__WHAT YOU WILL DO__:
Filter the items below and copy out every line that contains the word "marker".

__RECORDS PROVIDED__:
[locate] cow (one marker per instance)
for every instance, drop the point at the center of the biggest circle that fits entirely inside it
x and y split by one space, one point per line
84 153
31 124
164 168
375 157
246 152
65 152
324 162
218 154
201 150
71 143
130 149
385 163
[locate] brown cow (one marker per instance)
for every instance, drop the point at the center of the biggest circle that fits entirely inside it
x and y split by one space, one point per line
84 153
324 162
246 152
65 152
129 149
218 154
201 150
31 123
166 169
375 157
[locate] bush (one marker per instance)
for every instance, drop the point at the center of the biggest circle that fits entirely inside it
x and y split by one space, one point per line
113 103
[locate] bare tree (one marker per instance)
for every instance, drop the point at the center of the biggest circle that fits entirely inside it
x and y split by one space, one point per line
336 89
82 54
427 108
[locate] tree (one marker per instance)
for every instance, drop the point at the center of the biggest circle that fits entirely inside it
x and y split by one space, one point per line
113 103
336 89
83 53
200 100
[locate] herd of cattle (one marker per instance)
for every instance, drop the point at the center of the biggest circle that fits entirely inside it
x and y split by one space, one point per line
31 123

* * *

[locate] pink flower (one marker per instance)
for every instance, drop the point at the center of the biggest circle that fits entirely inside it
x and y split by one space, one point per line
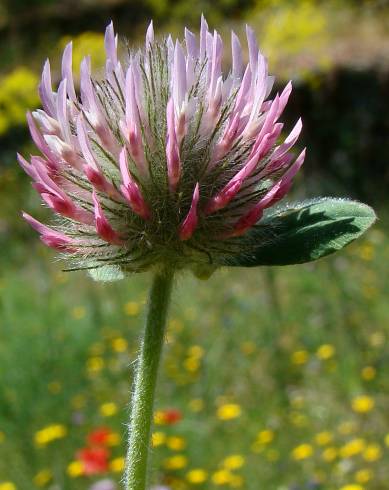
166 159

__OUTPUT OF THE TASK__:
[locate] cow (one marker per instance)
[locate] brown cow (one marker per instance)
[locate] bush (one marker per instance)
[locate] bare tree (one marker per instance)
[locate] tree (one marker per instance)
[locate] herd of cattle (one marker per instance)
[locate] pink flower (one marker per instance)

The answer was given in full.